> _연습 문제_:
1. 아래 (a), (b), (c)의 각 진술이 주어진 글과 맞는지 예 또는 아니요로 답하고, 판단 근거가 되는 글의 구절을 그대로 인용하세요. (a) 데이터가 많을수록 index를 넣어주는 방식이 유리하다. (b) LinearRegression에는 summary 해주는 함수가 따로 있다. (c) Model fitting할 때는 X값을 넣어주어야 한다.
2. 주어진 글에서 "Model fitting할 때는"에서 시작해 "함수를 생성하면 더 좋다."에서 끝나는 부분을 다시 적되, "summary" 부분은 "요약" 표현으로 바꾸세요.

> _주어진 글_:
○ ○ ○ ○ ○ ○ ○
Model fitting할 때는 X값을 넣어주는 것이 아닌 데이터의 index를 넣어주자
→ 따로 데이터를 만들지 않아도 모델 학습이 가능하다
→ 데이터가 많을수록 이 방식이 유리하다

2) 해석을 위한 함수 선언

LinearRegression은 내장함수가 데이터를 해석하는데 많은 도움이 되지는 않는다.
→ summary 해주는 함수가 따로 없기 때문에 별도로 추출해서 해석을 해야하는 번거로움이 있다.
→ 그래서 깔끔하게 해석을 위한 함수를 생성하면 더 좋다.

import scipy
from sklearn import metrics

def sse(clf, X, y):
    """Calculate the standard squared error of the model.
    Parameters
    ----------
    clf : sklearn.linear_model
        A scikit-learn linear model classifier with a `predict()` method.
    X : numpy.ndarray
        Training data used to fit the classifier.
    y : numpy.ndarray
        Target training values, of shape = [n_samples].
○ ○ ○ ○ ○ ○ ○
> _자료 목록_:
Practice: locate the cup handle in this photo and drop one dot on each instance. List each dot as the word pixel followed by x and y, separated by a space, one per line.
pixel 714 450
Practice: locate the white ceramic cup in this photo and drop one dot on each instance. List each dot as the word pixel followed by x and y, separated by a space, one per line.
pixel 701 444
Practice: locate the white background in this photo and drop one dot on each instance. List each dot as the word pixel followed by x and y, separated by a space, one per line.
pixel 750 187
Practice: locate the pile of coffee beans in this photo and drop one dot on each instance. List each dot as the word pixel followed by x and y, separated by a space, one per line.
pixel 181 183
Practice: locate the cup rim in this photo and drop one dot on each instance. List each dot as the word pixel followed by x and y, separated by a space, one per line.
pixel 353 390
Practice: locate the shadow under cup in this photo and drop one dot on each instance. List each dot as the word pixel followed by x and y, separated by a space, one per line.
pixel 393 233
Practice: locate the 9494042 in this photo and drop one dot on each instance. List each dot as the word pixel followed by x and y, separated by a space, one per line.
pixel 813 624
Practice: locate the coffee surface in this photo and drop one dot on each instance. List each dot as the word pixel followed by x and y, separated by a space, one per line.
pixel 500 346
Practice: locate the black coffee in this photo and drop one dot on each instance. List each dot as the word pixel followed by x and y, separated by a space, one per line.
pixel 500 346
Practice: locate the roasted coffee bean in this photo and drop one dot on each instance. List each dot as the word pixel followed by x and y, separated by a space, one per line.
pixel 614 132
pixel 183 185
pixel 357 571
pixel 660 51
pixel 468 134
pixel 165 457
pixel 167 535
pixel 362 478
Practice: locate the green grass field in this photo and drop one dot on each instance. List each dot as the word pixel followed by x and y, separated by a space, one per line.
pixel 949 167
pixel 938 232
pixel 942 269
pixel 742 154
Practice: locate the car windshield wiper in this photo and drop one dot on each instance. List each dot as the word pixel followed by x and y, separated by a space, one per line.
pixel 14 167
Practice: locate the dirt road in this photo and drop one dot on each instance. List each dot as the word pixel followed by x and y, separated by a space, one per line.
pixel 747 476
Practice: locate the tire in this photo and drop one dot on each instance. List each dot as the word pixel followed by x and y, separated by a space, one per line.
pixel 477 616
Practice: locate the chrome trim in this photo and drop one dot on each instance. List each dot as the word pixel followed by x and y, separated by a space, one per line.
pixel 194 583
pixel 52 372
○ ○ ○ ○ ○ ○ ○
> _문제 풀이_:
1.
(a) 예: "데이터가 많을수록 이 방식이 유리하다"
(b) 아니요: "summary 해주는 함수가 따로 없기 때문에"
(c) 아니요: "X값을 넣어주는 것이 아닌 데이터의 index를 넣어주자"

2.
Model fitting할 때는 X값을 넣어주는 것이 아닌 데이터의 index를 넣어주자
→ 따로 데이터를 만들지 않아도 모델 학습이 가능하다
→ 데이터가 많을수록 이 방식이 유리하다

2) 해석을 위한 함수 선언

LinearRegression은 내장함수가 데이터를 해석하는데 많은 도움이 되지는 않는다.
→ 요약 해주는 함수가 따로 없기 때문에 별도로 추출해서 해석을 해야하는 번거로움이 있다.
→ 그래서 깔끔하게 해석을 위한 함수를 생성하면 더 좋다.